▸ 任务
1. 在关于snapshot的文本段落中，ensure查找某个key时，首先查的是snapshot中的哪个结构？
2. 关于snapshot的文本段落里，以冒号结尾、介绍各种KV对操作的小标题有哪些？请全部列出。
3. 请从关于snapshot的文本段落最后一行之后接着往下写。

▸ 文本段落
有了snapshot之后，对db的CURD都要考虑snapshot。
新增KV对：

bool redisDbPersistentData::insert(char *key, robj *o, bool fAssumeNew, dict_iter *piterExisting)
{
    if (!fAssumeNew && (g_pserver->m_pstorageFactory != nullptr || m_pdbSnapshot != nullptr))
        ensure(key);
    dictEntry *de;
    // 直接放入当前db的dict中
    int res = dictAdd(m_pdict, key, o, &de);
    serverAssert(FImplies(fAssumeNew, res == DICT_OK));
    if (res == DICT_OK)
    {
#ifdef CHECKED_BUILD
        if (m_pdbSnapshot != nullptr && m_pdbSnapshot->find_cached_threadsafe(key) != nullptr)
        {
            serverAssert(dictFind(m_pdictTombstone, key) != nullptr);
        }
#endif
        trackkey(key, false /* fUpdate */);
    }
    else
    {
        if (piterExisting)
            *piterExisting = dict_iter(m_pdict, de);
    }
    return (res == DICT_OK);
}

查找KV对：

  dict_iter find(const char *key) {
    // 先在本m_pdict查找
    dictEntry *de = dictFind(m_pdict, key);
    // 然后递归在各个snapshot中查找
    ensure(key, &de);
    return dict_iter(m_pdict, de);
  }

ensure是递归查找各个snapshot中是否存在该key，首先查找snapshot中的m_pdictTombstone，如果已经被标记删除了，则不再需要继续查找。
更新KV对：

void genericSetKey(client *c, redisDb *db, robj *key, robj *val, int keepttl, int signal) {
    // 如果准备overwrite，并且当前db中有这个key，先标记key失效
    db->prepOverwriteForSnapshot(szFromObj(key));
    dict_iter iter;
    if (!dbAddCore(db, szFromObj(key), val, true /* fUpdateMvcc */, false /*fAssumeNew*/, &iter)) {
        dbOverwrite(db, key, val, !keepttl, &iter);
    }
    incrRefCount(val);
    if (signal) signalModifiedKey(c,db,key);
}
void redisDbPersistentData::prepOverwriteForSnapshot(char *key)

▸ 所给数据
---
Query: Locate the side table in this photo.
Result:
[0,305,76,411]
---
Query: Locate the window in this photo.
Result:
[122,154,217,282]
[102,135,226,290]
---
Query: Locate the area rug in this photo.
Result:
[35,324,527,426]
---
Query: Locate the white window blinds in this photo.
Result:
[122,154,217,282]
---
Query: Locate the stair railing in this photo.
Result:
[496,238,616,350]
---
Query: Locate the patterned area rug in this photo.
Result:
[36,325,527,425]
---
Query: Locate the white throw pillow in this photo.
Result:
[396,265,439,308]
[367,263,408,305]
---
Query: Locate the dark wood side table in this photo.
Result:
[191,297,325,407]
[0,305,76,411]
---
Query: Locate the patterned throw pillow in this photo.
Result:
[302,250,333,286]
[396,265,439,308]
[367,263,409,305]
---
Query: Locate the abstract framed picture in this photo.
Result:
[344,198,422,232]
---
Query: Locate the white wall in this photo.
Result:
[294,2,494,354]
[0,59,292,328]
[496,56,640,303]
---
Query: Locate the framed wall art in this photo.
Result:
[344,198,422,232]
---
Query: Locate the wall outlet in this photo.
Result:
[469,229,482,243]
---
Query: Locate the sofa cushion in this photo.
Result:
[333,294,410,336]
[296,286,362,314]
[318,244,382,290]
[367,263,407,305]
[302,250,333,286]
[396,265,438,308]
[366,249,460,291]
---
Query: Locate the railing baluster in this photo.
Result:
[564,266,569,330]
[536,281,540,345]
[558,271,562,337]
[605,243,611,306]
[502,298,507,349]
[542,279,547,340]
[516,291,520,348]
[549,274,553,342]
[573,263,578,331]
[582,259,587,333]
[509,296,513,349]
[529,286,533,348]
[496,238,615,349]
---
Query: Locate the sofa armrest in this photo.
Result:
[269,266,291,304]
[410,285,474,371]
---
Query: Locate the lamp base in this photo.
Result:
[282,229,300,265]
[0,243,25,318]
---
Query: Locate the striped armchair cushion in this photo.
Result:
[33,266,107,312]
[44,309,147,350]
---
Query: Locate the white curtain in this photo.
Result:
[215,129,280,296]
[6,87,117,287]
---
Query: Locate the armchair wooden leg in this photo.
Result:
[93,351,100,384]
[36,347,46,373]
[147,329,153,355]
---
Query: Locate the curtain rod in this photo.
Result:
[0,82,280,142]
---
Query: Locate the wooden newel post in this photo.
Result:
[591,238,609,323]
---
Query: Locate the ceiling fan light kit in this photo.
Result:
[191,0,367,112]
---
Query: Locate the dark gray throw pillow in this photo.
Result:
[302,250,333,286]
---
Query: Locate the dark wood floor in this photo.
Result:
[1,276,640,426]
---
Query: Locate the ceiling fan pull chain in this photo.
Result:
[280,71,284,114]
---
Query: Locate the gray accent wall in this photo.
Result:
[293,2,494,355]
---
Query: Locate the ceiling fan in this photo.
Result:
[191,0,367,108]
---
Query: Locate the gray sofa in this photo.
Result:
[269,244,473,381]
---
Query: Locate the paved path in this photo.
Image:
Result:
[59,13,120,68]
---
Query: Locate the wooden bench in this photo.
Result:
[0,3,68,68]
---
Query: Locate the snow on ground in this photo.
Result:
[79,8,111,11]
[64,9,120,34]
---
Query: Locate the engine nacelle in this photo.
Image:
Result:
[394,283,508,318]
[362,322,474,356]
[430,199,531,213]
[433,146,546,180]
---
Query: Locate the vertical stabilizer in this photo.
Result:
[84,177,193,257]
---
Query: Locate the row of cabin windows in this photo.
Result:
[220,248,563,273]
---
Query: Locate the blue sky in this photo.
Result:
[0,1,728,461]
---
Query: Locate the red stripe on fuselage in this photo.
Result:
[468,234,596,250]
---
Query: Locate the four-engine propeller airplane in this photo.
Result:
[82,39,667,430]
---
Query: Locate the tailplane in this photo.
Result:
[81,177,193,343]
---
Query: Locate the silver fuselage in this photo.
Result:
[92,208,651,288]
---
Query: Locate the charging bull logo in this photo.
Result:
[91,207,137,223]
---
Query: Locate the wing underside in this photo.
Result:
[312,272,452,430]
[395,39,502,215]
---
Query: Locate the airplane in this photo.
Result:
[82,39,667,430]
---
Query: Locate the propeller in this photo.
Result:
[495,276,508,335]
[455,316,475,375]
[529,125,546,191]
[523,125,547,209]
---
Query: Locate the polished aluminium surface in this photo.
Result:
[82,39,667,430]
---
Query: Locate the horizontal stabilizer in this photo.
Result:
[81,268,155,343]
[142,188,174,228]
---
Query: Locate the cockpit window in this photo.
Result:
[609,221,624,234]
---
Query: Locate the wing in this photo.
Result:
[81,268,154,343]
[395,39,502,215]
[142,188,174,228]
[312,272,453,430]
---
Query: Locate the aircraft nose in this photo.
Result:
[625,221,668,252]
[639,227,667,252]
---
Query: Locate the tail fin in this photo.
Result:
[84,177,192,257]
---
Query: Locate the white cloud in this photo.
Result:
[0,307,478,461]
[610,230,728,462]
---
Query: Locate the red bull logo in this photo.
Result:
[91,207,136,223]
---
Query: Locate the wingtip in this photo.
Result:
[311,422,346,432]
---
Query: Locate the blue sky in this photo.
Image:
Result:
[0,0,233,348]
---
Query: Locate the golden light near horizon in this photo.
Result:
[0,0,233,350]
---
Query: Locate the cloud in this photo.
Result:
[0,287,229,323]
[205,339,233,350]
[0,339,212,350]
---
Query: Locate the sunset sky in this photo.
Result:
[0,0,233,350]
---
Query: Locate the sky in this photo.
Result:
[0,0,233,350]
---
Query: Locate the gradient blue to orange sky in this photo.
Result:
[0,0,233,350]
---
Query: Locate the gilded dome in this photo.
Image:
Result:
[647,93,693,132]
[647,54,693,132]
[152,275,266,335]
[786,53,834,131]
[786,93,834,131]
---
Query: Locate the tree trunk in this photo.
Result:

▸ 各题答案
1. m_pdictTombstone

2. 新增KV对、查找KV对、更新KV对

3.
{
    if (g_pserver->maxmemory_policy & MAXMEMORY_FLAG_LFU)
        return;

    if (m_pdbSnapshot != nullptr)
    {
    	// 如果snapshot中有，则在m_pdictTombstone插入该key，表示该key需要被删除
        auto itr = m_pdbSnapshot->find_cached_threadsafe(key);
        if (itr.key() != nullptr)
        {
            if (itr.val()->FExpires()) {
                // Note: I'm sure we could handle this, but its too risky at the moment.
                //  There are known bugs doing this with expires
                return;
            }
            sds keyNew = sdsdupshared(itr.key());
            if (dictAdd(m_pdictTombstone, keyNew, (void*)dictHashKey(m_pdict, key)) != DICT_OK)
                sdsfree(keyNew);
        }
    }
}

删除KV对

bool redisDbPersistentData::syncDelete(robj *key)
{
    ...
    if (m_spstorage != nullptr)
        fDeleted = m_spstorage->erase(szFromObj(key));
    // 先在当前m_pdict中删除
    fDeleted = (dictDelete(m_pdict,ptrFromObj(key)) == DICT_OK) || fDeleted;

    if (fDeleted) {
        ...
        if (m_pdbSnapshot != nullptr)
        {
            // 如果有snapshot，那么在snapshot的m_pdictTombstone添加key的删除标记
            auto itr = m_pdbSnapshot->find_cached_threadsafe(szFromObj(key));
            if (itr != nullptr)
            {
                sds keyTombstone = sdsdupshared(itr.key());
                uint64_t hash = dictGetHash(m_pdict, keyTombstone);
                if (dictAdd(m_pdictTombstone, keyTombstone, (void*)hash) != DICT_OK)
                    sdsfree(keyTombstone);
            }
        }
        if (g_pserver->cluster_enabled) slotToKeyDel(szFromObj(key));
        return 1;
    } else {
        return 0;
    }
}

snapshot的GC

当不需要snapshot时，通过把各个snapshot的dict进行merge，在merge之前，删除已经被标记为删除的key:

void redisDbPersistentData::endSnapshot(const redisDbPersistentDataSnapshot *psnapshot)
{
	// 第一层的snapshot已经没有ref了 ，可以释放，那么先递归释放快照链表中的其他链表
    if (m_spdbSnapshotHOLDER->m_refCount == 1)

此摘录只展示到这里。